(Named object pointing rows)
---*---

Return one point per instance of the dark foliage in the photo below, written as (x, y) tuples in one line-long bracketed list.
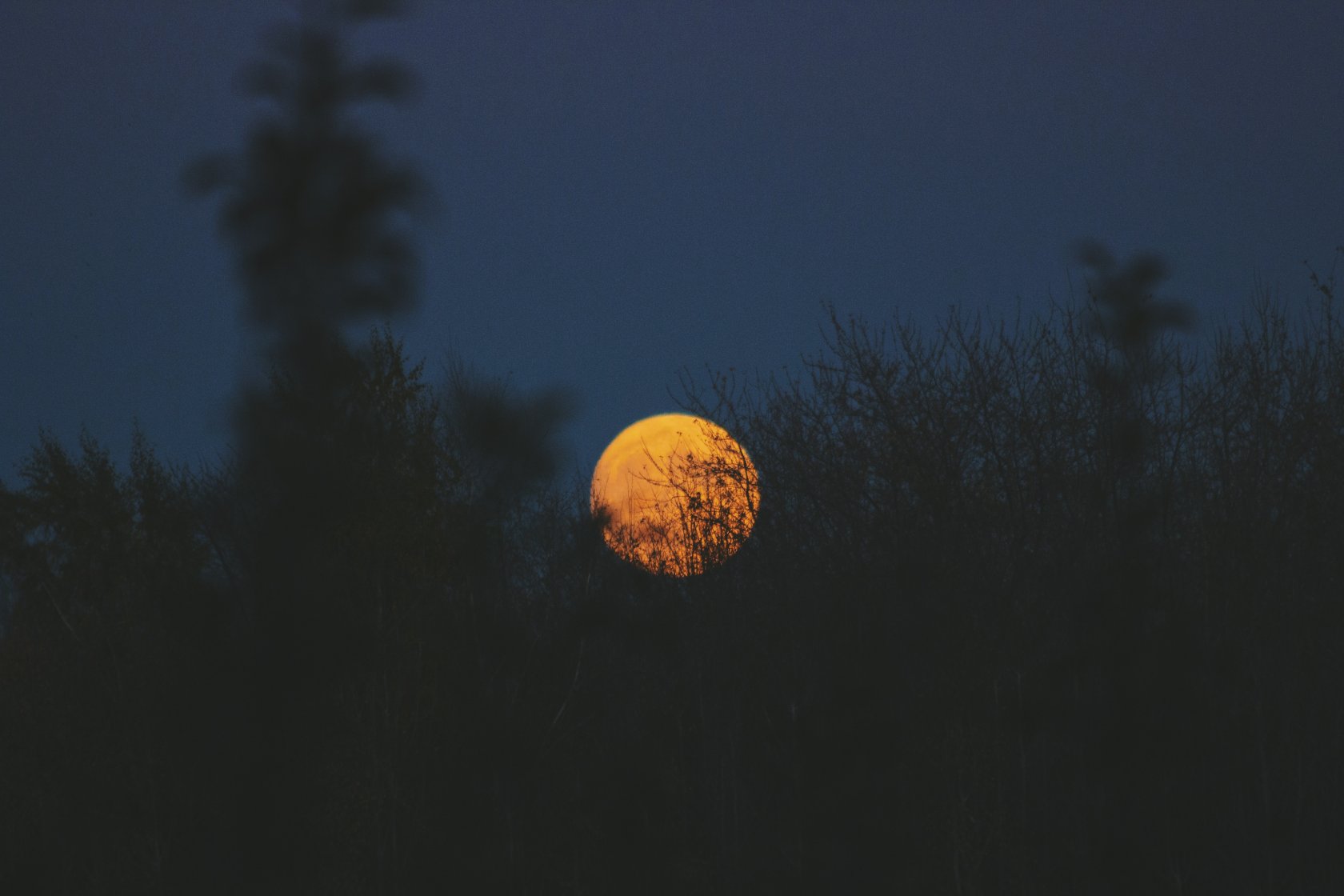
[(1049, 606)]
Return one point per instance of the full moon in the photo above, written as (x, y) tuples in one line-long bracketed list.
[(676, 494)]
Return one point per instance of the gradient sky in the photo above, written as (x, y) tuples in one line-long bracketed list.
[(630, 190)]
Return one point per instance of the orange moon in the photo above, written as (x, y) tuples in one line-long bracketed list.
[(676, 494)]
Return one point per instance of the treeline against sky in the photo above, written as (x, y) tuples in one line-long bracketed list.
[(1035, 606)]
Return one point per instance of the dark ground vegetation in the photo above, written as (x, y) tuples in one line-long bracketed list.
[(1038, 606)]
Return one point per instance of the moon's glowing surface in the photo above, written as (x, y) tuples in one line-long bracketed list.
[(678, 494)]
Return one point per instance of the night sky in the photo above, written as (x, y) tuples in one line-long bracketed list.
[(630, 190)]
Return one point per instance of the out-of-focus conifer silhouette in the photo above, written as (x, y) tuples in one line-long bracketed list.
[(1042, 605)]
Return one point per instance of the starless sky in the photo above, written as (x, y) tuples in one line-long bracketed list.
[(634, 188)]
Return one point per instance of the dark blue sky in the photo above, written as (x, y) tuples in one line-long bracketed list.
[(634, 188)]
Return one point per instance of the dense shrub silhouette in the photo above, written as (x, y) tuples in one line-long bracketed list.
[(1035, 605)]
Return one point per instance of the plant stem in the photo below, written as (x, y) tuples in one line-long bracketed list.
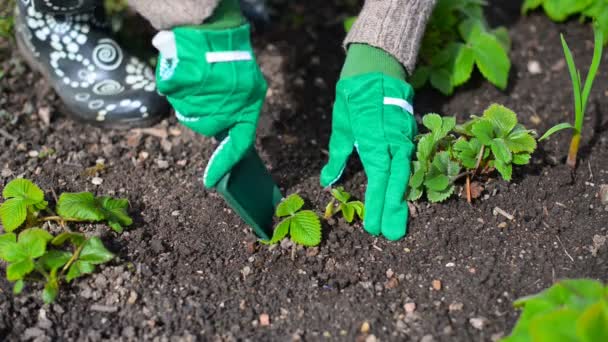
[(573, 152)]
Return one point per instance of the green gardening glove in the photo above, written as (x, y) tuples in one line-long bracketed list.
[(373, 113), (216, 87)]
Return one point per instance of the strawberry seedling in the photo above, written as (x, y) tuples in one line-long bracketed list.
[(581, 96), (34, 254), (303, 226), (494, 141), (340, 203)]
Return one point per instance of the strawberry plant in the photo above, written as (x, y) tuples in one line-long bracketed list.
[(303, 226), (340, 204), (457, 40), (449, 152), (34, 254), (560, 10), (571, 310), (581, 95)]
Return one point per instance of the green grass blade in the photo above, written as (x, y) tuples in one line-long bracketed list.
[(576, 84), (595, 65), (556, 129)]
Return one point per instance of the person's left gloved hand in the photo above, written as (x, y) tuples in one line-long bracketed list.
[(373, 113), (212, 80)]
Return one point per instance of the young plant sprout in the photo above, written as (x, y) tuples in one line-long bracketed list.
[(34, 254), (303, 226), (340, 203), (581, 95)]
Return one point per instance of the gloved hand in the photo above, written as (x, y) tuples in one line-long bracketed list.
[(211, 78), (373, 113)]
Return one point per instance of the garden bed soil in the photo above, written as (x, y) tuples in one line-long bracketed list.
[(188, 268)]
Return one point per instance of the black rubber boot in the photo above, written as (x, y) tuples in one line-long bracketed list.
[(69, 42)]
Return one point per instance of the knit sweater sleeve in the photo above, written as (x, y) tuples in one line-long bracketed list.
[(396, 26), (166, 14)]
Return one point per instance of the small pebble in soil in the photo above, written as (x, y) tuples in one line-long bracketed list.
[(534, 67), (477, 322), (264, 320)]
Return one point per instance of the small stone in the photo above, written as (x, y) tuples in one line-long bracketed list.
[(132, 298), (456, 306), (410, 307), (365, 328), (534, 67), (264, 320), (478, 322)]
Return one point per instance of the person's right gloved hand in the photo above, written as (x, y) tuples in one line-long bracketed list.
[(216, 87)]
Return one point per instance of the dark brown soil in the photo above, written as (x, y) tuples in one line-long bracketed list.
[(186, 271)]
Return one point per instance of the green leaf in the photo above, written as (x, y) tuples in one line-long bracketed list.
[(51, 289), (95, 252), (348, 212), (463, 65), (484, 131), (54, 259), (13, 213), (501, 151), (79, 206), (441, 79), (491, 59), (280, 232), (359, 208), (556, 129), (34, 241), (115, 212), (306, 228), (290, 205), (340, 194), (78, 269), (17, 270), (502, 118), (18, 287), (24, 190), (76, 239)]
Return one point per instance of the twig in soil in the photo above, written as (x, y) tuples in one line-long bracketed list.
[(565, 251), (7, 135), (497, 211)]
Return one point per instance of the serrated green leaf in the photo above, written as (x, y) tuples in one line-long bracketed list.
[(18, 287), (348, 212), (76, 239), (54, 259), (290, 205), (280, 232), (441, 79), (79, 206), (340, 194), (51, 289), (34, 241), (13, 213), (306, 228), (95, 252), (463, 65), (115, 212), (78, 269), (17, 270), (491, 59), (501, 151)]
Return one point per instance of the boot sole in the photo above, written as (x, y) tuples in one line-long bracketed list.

---*---

### Task description
Copy every one of the rows above word for word, leaving out the pictures.

### Correct answer
Return one point per instance of the dark foliage in the photo below, written as (x, y) tuples in one line-long bracketed list.
[(1049, 606)]
Return one point per instance of the full moon in the photo above, written as (x, y) tuples in one line-long bracketed list.
[(676, 494)]
Return one point per instance of the gradient sky in the photo above, written as (x, y) tuples in one line-long bracketed list.
[(630, 190)]
Return one point per instance of the orange moon in the photo above, written as (x, y) tuples in one line-long bracketed list.
[(676, 494)]
Return one point per instance of the treeline against sky in the photo above, written as (x, y) tuples in one line-long bracketed list.
[(1035, 606)]
Return one point per instance of the dark ground vegetation in the photo above, written as (x, y) tuples in one line-long bracketed list.
[(1038, 606)]
Return one point per instance of the moon's glowing surface in the photo above, written as (x, y) tuples in one line-long bracketed list.
[(678, 494)]
Return one point per instance of the night sky in the photo above, written as (x, y) tuples in one line-long bracketed list.
[(630, 190)]
Return one point per instance of the out-of-focus conifer silhouette in the photo above, written as (x, y) tuples in one line-long bracketed list.
[(1042, 605)]
Return one point per instance of the starless sky in the photo above, written as (x, y) tuples in one line-long bracketed list.
[(634, 188)]
Return one point per instance of the dark blue sky in the photo above, written as (x, y) tuples in one line-long bracketed list.
[(634, 188)]
Return one point per instance of the dense shrub silhouette in the photo above, written as (x, y) tuples in one line-long bracketed list.
[(1035, 605)]
Return one point per instance of the plant stem in the photo below, written as (x, y) tuples in one line-long bracketed list.
[(573, 152)]
Return one point per instance of the green gardening glove in the photo above, written as (x, y) tuples in one line-long bracketed list.
[(373, 113), (216, 87)]
Return one point per instance of the strawberry seedling in the photo above, written as (x, y) tuples in one line-long bracketed list.
[(581, 96), (34, 254), (303, 226), (494, 141), (340, 203)]
Return one point per instance of the strawberry plant in the photo above, written as (x, y) tuples in one line-long bracketed list.
[(303, 226), (340, 204), (457, 40), (449, 152), (34, 254), (560, 10), (571, 310), (581, 95)]
Return one point per instance of the green grass blade in the photo above, written as (x, y) tuples in one line-long bracketed list.
[(576, 84), (595, 65), (556, 129)]
Return one point per instance of the person's left gloved hand in the photo above, written as (x, y) tuples in one line-long bracketed list.
[(373, 113), (212, 80)]
Return one point per instance of the young plant sprout in the photo above, written as (x, y) tuples in one line-long bracketed list.
[(34, 254), (303, 226), (340, 203), (581, 95)]
Return one point per instance of the gloved hand in the photo above, written as (x, y) tuples in one line-long bracketed list.
[(211, 78), (373, 113)]
Return one point per instance of the garden bed soil in the photo above, written as (x, y) tuples in one line-long bracketed list.
[(188, 268)]
Return one point per instance of the black rubber boot in the photo above, written as (x, y) tuples in one line-long bracketed list.
[(69, 42)]
Return one point per instance of the knit sweater sleeve in the photo above, written as (x, y) tuples in one line-long bracketed list.
[(396, 26), (166, 14)]
Return one point per instance of the small pebble in soil in the photo above, written as (x, y) tuples in one line-long bracketed list.
[(534, 67), (477, 322), (264, 320)]
Return one point per instance of the small stone in the photo above, written as (x, y) tuples in one line-long bracketed list.
[(132, 298), (456, 306), (410, 307), (365, 328), (534, 67), (264, 320), (478, 322)]
Return one point per instance of the person's right gloved hand in the photo above, written as (x, y) tuples in one line-long bracketed list.
[(216, 87)]
Return one point per instance of the dark brown soil in the photo above, written as (x, y) tuples in one line-long bracketed list.
[(186, 271)]
Return one point per instance of the green leaf in the photo above, written as (x, y) tuples in one line-long bracketed list.
[(51, 289), (95, 252), (348, 212), (463, 65), (484, 131), (54, 259), (13, 213), (501, 151), (79, 206), (441, 79), (491, 59), (280, 232), (359, 208), (556, 129), (34, 241), (115, 212), (306, 228), (290, 205), (340, 194), (78, 269), (17, 270), (502, 118), (18, 287), (24, 190), (76, 239)]
Return one point per instance of the twig in soil in the photo above, written as (x, y) tuples in one line-long bracketed list.
[(565, 251), (7, 135), (497, 211)]
Return one point per instance of the serrated green leaf in the photo above, written as (x, y) tuples in one line-long bracketed list.
[(18, 287), (348, 212), (76, 239), (54, 259), (290, 205), (280, 232), (441, 79), (79, 206), (340, 194), (51, 289), (34, 241), (13, 213), (306, 228), (95, 252), (463, 65), (115, 212), (78, 269), (17, 270), (491, 59), (501, 151)]
Return one point per instance of the boot sole in the photo above, written as (x, y) tuples in one line-long bracketed list.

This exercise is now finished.